Work task. Keep to one stretch of the data below, the lines from the one with "box: [296, 33, 310, 44]" up to and including the one with "box: [361, 0, 600, 205]", and return that stretch exactly.

Stored records.
Content starts

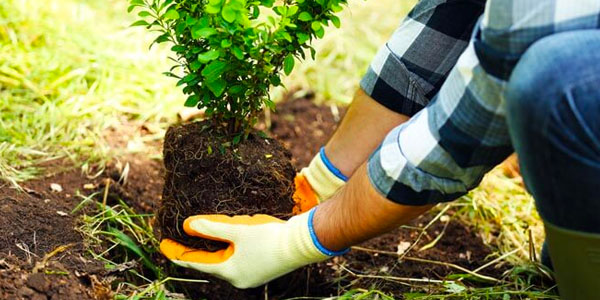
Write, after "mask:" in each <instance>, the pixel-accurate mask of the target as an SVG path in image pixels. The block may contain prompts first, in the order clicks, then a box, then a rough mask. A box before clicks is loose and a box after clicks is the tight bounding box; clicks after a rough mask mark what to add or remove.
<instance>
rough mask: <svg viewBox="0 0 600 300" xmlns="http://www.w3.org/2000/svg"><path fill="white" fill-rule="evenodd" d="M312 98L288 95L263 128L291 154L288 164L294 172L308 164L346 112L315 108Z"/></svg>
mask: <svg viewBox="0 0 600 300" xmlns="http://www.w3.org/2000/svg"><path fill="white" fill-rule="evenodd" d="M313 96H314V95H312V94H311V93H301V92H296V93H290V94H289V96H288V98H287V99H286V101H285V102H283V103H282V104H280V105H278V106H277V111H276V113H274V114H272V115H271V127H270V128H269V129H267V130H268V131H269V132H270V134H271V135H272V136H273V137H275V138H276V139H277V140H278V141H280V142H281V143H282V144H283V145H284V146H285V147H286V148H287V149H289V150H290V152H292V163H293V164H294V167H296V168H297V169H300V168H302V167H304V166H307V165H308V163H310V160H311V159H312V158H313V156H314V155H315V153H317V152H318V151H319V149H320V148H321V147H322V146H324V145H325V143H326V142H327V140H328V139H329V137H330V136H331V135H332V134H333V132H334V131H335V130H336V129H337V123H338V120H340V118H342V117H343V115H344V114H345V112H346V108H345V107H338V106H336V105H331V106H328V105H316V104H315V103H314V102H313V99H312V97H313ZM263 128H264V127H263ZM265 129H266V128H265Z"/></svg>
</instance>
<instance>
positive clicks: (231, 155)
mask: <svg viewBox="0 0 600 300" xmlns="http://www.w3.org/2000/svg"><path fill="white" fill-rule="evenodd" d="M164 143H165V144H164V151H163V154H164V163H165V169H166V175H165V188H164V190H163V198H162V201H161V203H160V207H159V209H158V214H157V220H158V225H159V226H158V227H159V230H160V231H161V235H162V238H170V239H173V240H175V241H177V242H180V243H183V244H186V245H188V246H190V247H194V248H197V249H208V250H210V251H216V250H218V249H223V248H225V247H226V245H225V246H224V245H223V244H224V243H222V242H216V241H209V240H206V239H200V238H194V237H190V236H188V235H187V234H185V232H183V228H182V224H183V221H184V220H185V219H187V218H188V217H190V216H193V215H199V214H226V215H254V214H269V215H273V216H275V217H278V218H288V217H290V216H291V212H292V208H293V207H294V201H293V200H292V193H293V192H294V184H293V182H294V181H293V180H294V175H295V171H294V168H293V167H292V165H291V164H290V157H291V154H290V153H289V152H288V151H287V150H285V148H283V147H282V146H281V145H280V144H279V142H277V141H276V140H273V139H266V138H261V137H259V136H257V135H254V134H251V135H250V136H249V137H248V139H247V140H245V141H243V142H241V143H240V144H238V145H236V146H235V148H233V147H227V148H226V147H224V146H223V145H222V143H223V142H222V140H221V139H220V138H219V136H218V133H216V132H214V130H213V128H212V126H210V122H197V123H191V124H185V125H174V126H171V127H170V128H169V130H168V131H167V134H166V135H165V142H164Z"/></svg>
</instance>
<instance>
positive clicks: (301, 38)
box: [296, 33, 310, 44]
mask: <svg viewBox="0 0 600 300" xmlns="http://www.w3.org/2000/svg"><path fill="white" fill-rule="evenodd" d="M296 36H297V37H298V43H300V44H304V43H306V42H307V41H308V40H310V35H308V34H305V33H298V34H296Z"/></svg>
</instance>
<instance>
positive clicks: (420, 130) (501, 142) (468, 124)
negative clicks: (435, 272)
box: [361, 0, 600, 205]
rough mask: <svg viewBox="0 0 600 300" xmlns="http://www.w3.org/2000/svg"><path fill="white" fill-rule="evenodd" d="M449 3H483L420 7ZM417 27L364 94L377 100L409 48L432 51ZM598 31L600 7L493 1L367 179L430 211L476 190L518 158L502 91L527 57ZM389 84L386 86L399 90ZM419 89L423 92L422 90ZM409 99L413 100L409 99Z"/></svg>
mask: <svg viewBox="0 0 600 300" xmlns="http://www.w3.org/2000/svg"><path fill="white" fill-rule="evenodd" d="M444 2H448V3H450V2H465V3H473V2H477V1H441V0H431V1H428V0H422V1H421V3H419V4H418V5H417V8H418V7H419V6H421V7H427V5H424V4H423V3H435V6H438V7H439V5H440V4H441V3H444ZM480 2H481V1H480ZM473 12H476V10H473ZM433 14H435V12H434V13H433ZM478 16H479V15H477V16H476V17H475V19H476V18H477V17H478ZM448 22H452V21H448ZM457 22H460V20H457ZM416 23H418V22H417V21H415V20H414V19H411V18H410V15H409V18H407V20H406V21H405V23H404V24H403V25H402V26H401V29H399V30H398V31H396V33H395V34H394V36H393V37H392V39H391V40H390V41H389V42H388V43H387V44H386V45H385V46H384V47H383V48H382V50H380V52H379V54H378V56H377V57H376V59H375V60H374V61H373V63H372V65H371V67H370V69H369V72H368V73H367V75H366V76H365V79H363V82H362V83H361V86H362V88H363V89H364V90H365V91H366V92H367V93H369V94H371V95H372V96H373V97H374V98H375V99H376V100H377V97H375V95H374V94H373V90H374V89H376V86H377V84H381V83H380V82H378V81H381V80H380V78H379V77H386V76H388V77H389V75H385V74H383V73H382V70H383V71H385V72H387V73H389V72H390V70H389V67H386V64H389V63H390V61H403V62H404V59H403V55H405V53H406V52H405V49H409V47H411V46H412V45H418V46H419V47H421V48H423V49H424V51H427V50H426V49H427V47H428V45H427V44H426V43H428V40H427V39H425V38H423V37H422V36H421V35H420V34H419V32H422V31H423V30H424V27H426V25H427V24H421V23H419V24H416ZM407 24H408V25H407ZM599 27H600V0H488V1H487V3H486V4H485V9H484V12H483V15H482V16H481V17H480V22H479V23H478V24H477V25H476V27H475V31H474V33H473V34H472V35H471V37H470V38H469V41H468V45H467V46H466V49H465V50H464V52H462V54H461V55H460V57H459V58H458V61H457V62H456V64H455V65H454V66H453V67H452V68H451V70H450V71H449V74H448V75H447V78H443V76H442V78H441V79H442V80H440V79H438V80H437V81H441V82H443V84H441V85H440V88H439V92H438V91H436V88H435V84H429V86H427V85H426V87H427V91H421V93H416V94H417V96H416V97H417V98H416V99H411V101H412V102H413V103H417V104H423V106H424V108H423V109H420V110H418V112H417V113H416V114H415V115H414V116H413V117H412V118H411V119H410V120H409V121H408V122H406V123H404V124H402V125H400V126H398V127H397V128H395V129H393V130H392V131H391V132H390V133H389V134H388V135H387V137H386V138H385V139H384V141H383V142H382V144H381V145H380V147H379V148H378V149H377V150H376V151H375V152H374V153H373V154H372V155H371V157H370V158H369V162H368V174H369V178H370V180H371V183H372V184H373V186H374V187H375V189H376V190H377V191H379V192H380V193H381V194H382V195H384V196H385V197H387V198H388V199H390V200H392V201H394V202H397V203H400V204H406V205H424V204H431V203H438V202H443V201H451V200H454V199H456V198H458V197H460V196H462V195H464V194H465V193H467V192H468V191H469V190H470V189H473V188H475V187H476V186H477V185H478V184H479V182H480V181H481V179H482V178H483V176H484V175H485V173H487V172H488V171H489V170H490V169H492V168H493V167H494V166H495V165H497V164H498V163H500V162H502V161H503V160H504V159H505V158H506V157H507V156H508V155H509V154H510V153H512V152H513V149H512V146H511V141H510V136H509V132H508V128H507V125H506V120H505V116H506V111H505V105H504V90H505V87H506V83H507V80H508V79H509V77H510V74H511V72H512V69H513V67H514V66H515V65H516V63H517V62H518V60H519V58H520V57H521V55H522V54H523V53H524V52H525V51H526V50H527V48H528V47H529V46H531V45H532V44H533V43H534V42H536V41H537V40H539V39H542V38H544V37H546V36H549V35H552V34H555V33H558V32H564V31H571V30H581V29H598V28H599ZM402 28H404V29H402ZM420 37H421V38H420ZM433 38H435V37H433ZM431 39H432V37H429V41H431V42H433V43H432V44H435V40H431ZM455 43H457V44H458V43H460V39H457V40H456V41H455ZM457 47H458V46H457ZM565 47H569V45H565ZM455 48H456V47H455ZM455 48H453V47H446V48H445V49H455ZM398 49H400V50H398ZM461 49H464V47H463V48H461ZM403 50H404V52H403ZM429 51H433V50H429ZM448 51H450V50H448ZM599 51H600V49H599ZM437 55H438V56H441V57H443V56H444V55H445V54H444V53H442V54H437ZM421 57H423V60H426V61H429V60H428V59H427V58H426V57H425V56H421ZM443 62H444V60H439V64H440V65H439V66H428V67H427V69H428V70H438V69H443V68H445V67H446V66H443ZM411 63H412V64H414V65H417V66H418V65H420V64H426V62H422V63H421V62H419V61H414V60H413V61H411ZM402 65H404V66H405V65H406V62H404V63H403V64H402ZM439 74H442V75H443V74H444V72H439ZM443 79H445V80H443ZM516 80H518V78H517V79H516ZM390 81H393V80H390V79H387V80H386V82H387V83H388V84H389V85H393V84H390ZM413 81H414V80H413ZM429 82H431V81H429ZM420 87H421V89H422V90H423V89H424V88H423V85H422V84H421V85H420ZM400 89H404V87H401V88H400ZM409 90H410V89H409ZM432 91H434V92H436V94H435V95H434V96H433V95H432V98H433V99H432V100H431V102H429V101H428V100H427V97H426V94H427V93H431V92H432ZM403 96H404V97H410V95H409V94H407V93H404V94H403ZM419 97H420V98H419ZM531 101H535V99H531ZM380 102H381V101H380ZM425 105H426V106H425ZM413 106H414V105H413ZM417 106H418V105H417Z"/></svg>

Content ends

Response below.
box: [296, 33, 310, 44]
mask: <svg viewBox="0 0 600 300" xmlns="http://www.w3.org/2000/svg"><path fill="white" fill-rule="evenodd" d="M296 36H297V37H298V43H300V44H304V43H306V42H307V41H308V40H310V35H308V34H305V33H298V34H296Z"/></svg>
</instance>
<instance>
positive clicks: (420, 130) (501, 142) (468, 124)
negative clicks: (435, 272)
box: [361, 0, 600, 205]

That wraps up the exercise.